This means, even a fat, ugly person, black, gay or what have you. Give them the decency of your thoughts. You would be shocked at how much heartache is out there, and how unfair people can be.
Treat all as your equal, even whe you succedd.
Have compassion, caring for all.

When you have this, your bride will be there.
After 59 years of work, military, in retrospect. The rules are very simple. Live the life you want, love who you want. And enjoy.

And read a lot of poetry!
Good Luck


----------



## DukeGrad (Dec 28, 2003)

Poetry
I say poetry. In the servcie you hear God and country. The bible has some powerful sayings.

I love poetry, when you are alone, down in the dumps. Feeling dismal. There is so, so mcuh beauty in poetry.
I have thousands that I love.
I share one that always leaves me at rest.
It was done by a black femal poet.
Corrine Roosevetl Robinson: The path that leads to No Where.

• _About this exercise_
Reproduce word for word the part of the forum excerpt from "This means, even" up to and including "whe you succedd.". The material placed after this note plays no part in the work.

• _Data excerpts_
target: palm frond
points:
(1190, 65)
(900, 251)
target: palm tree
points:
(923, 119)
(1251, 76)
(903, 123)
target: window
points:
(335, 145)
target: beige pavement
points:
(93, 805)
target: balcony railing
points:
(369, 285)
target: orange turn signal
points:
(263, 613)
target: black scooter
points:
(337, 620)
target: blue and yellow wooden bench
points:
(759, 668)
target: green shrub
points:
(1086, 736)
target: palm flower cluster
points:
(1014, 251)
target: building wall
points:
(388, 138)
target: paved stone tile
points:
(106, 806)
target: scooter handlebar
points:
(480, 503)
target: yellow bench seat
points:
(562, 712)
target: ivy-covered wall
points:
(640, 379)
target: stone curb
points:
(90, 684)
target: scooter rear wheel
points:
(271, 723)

* * *

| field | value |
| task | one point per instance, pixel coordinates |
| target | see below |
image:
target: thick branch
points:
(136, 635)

==

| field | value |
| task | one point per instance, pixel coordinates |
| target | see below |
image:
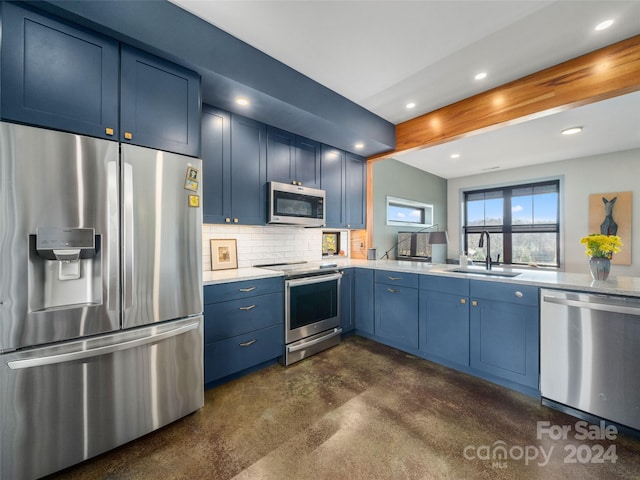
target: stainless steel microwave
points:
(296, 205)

• _Result of the task_
This means, even a fat, ugly person, black, gay or what have you. Give them the decency of your thoughts. You would be shocked at how much heartache is out there, and how unfair people can be.
Treat all as your equal, even whe you succedd.